1. Theoretical concepts
There are two types of corpus linguistics, corpus-driven and corpus-based approaches. Corpus-driven linguists tend to use a corpus inductively to form hypotheses about language, not making reference to existing linguistic frameworks. Corpus-based linguists tend to use corpora in order to test or refine existing hypotheses taken from other sources.
2. Building and Annotating Corpora
Kennedy (1998: 68) suggests that ‘for the study of prosody’ (rhythm, stress, and intonation), a corpus of 100,000 words will usually be big enough to make generalization for most descriptive purposes. He also says that an analysis of verb-form morphology would require half a million words. For lexicography (the analysis of words and their uses, often for dictionary building), a million words is unlikely to be large enough, as up to half the words will only occur once. Biber (1993) suggests that a million words would be enough for grammatical studies. British National Corpus covers a very wide range of written and spoken language genres.

######

**TASKS TO COMPLETE:**
- 1) Write out the corpus linguistics passage from "1. Theoretical concepts" up to and including "from other sources.", keeping its wording unchanged.
- 2) Pick up the corpus linguistics passage after its final sentence and continue it.

**RAW DATA:**

######

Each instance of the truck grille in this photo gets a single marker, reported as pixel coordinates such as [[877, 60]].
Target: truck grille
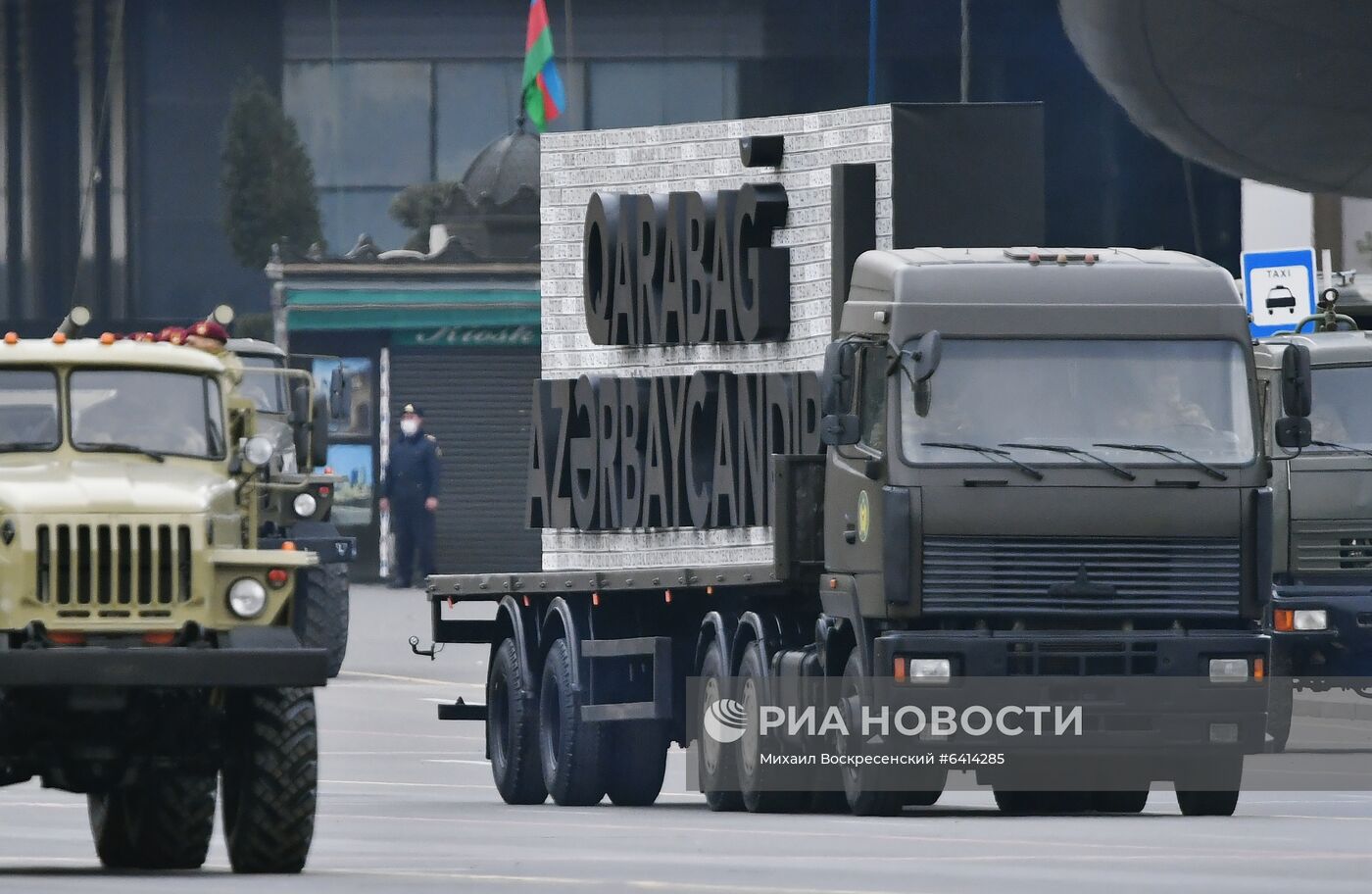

######

**SOLVED TASKS:**
- 1)
1. Theoretical concepts
There are two types of corpus linguistics, corpus-driven and corpus-based approaches. Corpus-driven linguists tend to use a corpus inductively to form hypotheses about language, not making reference to existing linguistic frameworks. Corpus-based linguists tend to use corpora in order to test or refine existing hypotheses taken from other sources.

- 2)
Sampling, balance, and representativeness are key theoretical concepts in corpus linguistics. Because a corpus ought to be representative of a particular language, language variety, or topic, the texts within it must be chosen and balanced carefully in order to ensure that some texts do not skew the corpus as a whole. Corpora are often annotated with additional information, allowing more complex calculations to be performed on them. Such information can take several forms.
3. Types and Applications of Corpora
A specialized corpus however can be smaller and contains a more restricted set of texts. There could be restrictions on genre, time/place /language variety. Specialized corpora are generally easier than general corpora.
Another distinction involves whether a corpus contains spoken, written or computer-mediated texts. Spoken corpora generally tend to be smaller than written or computer-based corpora, due to complexities surrounding gathering and transcribing data.
Written corpora are generally easier to build (and large achieves of texts that were originally published on paper can be found on the internet, meaning that such texts are already electronically coded). However, unless specifically encoded, formatting information such as font size and colour, as well as pictures can be absented from written corpora.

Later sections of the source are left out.